**Selected extract:**
▽

Climate change is an all-encompassing global phenomenon that impacts every area of law and policy. International arbitration is no exception.

In line with the 2015 Paris Agreement goal to limit global warming to well below 2, preferably 1.5 degrees Celsius compared to pre-industrial levels, many governments have adopted ambitious net-zero targets and taken bold measures to achieve these. Often, such measures require companies to adjust to new ways of doing business, producing goods, and delivering services. This, in turn, impacts the short-term profitability and has the potential to affect the long-term prospects of success of the business, especially in carbon-intensive industries such as energy production and transport.

With increasing frequency, investors have been challenging States’ climate-aligned measures by alleging breaches of investment protections that the same States afforded them under investment treaties several decades ago. In their defence, States tend to turn to legal principles that stem from other areas of international law and are often untested in the context of international investment arbitration. This article addresses the pertinent questions that arise when international investment norms confront non-investment principles – what is the significance of this clash in the worldwide effort to combat climate change? How can it be reconciled? And, most importantly, does this conflict of norms make international arbitration a friend or a foe in the fight against climate change?

△

Extend the text on climate change and international arbitration, picking up after its last sentence.

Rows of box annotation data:
▽

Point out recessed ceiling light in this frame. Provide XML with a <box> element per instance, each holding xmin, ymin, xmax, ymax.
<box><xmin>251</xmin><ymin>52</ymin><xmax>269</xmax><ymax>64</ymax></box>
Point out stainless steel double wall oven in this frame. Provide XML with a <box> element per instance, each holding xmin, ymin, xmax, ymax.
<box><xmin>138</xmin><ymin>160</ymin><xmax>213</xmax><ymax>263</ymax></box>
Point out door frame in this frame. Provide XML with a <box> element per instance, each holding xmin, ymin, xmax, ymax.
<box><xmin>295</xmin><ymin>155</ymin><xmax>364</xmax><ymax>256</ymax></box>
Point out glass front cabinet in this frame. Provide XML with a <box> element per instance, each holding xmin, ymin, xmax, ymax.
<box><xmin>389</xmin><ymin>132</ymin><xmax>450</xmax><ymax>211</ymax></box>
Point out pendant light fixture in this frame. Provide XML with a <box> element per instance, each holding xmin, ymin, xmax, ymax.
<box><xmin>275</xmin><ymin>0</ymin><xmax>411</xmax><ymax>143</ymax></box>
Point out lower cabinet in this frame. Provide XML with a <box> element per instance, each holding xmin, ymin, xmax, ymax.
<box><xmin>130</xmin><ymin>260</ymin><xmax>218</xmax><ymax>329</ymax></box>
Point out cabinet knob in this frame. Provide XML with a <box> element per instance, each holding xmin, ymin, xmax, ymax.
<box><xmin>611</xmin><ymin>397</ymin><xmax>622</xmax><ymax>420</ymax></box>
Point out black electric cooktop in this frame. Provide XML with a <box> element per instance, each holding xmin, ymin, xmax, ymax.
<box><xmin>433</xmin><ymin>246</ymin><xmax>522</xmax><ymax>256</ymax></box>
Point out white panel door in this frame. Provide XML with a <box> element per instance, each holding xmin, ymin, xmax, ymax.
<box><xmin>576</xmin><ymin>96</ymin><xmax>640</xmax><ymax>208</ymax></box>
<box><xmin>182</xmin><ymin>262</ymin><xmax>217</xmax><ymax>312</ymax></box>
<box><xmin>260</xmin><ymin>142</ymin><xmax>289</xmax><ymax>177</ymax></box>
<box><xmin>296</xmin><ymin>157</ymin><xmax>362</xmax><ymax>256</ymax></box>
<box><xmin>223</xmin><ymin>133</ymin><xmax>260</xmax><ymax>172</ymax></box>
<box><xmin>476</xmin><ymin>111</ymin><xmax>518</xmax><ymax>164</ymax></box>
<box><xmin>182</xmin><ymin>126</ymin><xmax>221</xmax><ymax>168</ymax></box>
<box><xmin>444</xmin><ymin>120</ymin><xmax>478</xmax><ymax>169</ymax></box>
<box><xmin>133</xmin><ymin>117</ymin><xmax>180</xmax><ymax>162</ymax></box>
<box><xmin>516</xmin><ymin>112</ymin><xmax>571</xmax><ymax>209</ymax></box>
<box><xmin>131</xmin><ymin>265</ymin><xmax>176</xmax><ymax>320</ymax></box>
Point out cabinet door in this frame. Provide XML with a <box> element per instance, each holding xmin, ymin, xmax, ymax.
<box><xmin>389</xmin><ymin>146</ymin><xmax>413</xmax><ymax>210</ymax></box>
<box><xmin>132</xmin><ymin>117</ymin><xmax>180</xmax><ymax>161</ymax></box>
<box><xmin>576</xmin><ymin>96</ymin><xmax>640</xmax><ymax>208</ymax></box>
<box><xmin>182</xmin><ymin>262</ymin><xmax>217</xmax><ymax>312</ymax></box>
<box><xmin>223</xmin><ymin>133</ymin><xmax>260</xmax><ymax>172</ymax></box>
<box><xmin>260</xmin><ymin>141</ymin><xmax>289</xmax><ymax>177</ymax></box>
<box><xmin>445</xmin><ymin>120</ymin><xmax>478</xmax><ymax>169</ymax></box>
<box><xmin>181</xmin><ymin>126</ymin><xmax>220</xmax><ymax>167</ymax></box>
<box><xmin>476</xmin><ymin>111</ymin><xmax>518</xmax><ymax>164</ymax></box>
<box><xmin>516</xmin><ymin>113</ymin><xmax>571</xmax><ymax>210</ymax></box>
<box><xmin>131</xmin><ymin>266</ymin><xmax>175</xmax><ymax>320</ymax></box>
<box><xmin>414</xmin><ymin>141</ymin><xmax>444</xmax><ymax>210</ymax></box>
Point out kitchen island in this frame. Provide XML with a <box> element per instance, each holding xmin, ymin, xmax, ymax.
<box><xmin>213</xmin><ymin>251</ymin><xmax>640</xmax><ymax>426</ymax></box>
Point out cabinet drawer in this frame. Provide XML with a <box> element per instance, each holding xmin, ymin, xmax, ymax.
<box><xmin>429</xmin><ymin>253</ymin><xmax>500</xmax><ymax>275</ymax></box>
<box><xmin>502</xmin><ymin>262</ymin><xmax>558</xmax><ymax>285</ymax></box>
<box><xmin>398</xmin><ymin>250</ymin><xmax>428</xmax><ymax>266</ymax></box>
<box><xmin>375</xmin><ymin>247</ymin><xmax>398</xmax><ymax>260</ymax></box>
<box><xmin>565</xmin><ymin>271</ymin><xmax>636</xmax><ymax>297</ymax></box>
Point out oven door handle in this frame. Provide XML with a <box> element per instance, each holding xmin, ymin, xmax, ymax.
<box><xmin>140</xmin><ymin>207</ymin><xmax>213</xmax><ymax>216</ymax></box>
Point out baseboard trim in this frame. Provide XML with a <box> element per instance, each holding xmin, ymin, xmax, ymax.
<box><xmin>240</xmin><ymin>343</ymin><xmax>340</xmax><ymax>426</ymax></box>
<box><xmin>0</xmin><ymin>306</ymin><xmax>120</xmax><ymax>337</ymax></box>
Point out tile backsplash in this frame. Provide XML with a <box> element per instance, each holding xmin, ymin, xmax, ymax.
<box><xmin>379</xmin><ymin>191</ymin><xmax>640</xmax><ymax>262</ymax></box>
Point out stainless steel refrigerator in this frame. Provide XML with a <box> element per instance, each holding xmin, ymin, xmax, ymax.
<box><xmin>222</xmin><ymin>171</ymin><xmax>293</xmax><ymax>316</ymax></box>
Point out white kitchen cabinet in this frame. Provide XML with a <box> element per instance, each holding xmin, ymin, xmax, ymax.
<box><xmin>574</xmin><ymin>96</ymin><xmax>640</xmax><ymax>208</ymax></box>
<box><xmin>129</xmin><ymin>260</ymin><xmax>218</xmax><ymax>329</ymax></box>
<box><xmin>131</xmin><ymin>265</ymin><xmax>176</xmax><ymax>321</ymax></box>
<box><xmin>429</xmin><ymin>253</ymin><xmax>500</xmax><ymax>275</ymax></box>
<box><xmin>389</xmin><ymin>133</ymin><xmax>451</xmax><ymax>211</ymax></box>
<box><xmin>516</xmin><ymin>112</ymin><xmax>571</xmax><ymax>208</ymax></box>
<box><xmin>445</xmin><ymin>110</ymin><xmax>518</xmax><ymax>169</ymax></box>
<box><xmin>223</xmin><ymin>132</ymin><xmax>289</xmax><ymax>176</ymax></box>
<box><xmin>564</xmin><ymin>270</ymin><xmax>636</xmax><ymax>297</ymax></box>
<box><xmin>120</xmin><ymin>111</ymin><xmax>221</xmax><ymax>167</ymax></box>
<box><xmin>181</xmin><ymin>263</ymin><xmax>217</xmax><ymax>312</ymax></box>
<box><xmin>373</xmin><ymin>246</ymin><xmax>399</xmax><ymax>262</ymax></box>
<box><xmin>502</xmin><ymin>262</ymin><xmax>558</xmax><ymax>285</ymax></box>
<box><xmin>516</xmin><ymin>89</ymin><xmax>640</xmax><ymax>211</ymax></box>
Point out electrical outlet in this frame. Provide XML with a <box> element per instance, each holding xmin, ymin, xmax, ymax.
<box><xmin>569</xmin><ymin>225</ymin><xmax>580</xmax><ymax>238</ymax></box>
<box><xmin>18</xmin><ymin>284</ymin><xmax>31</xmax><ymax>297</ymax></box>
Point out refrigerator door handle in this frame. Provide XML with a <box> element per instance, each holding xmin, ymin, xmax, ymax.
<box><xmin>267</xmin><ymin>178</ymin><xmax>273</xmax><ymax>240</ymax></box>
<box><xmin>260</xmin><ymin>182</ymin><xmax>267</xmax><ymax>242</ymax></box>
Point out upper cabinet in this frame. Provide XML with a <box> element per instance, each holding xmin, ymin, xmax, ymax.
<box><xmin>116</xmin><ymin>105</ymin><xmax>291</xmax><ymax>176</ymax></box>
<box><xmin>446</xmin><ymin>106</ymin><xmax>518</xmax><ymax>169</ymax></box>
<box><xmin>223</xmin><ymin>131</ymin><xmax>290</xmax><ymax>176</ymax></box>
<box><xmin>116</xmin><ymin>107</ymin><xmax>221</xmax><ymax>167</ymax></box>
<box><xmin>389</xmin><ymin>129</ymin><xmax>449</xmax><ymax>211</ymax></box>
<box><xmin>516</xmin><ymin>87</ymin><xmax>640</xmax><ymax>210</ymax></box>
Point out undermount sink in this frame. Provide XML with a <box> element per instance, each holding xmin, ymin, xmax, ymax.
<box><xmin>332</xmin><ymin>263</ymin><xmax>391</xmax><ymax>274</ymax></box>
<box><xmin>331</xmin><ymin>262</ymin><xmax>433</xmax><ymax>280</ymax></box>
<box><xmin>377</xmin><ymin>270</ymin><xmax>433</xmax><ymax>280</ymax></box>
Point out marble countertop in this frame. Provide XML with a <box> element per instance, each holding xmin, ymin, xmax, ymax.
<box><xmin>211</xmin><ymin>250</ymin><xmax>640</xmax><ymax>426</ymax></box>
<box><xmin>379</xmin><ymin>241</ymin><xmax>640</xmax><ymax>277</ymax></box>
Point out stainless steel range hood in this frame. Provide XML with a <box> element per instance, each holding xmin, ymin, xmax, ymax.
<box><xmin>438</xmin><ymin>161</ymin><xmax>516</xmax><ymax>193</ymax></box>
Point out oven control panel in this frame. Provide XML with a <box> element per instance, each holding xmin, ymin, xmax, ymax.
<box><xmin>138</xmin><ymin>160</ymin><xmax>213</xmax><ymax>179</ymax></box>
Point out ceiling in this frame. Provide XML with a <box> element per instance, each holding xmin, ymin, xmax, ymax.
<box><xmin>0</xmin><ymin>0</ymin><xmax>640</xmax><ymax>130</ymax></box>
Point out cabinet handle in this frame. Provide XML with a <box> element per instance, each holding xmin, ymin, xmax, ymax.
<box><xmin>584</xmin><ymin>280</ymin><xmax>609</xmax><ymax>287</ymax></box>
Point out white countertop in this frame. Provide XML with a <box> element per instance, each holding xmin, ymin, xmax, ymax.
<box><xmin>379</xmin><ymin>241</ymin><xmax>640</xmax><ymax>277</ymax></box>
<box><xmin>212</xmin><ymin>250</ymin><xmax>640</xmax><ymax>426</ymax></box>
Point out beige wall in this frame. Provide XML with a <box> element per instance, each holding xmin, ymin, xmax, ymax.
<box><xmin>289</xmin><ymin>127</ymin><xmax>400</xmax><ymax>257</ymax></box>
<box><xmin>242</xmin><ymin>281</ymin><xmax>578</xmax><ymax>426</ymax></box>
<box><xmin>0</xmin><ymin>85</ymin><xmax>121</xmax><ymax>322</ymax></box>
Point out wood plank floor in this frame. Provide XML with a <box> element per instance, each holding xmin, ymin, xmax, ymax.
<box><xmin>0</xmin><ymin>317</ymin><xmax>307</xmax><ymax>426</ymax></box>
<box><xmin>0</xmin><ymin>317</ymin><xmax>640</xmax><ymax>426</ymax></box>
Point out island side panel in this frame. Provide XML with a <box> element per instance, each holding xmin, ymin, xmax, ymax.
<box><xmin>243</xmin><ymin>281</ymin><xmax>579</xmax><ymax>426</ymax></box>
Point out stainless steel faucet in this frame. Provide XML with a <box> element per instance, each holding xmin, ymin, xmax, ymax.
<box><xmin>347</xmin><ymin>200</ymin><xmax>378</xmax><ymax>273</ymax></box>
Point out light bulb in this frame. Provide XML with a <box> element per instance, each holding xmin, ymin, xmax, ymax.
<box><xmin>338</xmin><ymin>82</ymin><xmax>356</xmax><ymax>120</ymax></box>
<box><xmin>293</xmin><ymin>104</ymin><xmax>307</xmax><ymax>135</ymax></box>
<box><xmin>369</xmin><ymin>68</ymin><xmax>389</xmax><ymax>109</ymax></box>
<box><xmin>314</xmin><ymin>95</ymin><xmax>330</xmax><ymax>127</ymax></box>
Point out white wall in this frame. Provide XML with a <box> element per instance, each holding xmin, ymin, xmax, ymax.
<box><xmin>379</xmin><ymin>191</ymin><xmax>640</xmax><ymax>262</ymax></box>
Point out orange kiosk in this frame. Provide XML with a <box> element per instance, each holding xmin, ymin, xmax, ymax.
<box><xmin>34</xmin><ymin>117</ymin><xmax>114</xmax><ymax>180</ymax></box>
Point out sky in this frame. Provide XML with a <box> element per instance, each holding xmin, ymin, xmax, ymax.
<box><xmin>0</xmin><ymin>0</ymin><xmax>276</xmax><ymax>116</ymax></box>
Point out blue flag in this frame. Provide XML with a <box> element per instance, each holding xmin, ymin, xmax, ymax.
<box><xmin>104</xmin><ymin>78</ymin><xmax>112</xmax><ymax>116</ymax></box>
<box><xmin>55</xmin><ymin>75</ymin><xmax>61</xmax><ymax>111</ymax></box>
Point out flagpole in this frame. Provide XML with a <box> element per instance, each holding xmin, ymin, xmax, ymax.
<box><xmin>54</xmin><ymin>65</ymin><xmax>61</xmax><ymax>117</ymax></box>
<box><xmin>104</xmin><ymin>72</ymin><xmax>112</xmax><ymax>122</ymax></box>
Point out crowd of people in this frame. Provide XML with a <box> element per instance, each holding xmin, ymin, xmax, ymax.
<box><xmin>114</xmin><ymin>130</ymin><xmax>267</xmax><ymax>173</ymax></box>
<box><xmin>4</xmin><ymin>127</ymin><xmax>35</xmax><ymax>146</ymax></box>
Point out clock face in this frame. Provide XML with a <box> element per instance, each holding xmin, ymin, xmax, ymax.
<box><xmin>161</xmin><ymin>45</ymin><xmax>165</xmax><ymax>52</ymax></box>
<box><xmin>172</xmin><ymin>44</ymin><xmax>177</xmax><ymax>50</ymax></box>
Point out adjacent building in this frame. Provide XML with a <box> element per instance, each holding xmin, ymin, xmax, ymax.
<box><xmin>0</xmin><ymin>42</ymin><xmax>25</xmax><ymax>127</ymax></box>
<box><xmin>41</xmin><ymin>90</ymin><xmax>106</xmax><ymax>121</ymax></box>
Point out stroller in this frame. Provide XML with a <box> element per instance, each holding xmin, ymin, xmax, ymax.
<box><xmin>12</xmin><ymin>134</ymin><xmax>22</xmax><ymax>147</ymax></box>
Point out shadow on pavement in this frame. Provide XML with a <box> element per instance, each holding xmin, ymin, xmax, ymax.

△

**Reply to the exercise:**
Climate change and international investment arbitration

The 21st century world is connected by a complex network of bilateral and multilateral investment treaties. The Database of Bilateral Investment Treaties, maintained by the International Centre for Settlement of Investment Disputes (“ICSID”), lists more than 3,000 bilateral investment treaties (“BIT(s)”). In addition to BITs, multilateral investment treaties (“MIT(s)”), such as the Energy Charter Treaty (“ECT”), are designed to facilitate investments among multiple parties in similar ways that BITs do between two States. Both BITs and MITs have a simple goal – to attract foreign direct investment and stimulate the domestic economies of capital-importing countries. In order to do so, they provide capital importers – the investors – with significant legal protections against certain obstacles, such as discriminatory and unfair treatment, illegal expropriation, or a more favourable treatment by the State of its own nationals, or nationals of third countries. Importantly, most of these treaties were concluded between the 1980s and 2000s and are silent on the subject of climate change.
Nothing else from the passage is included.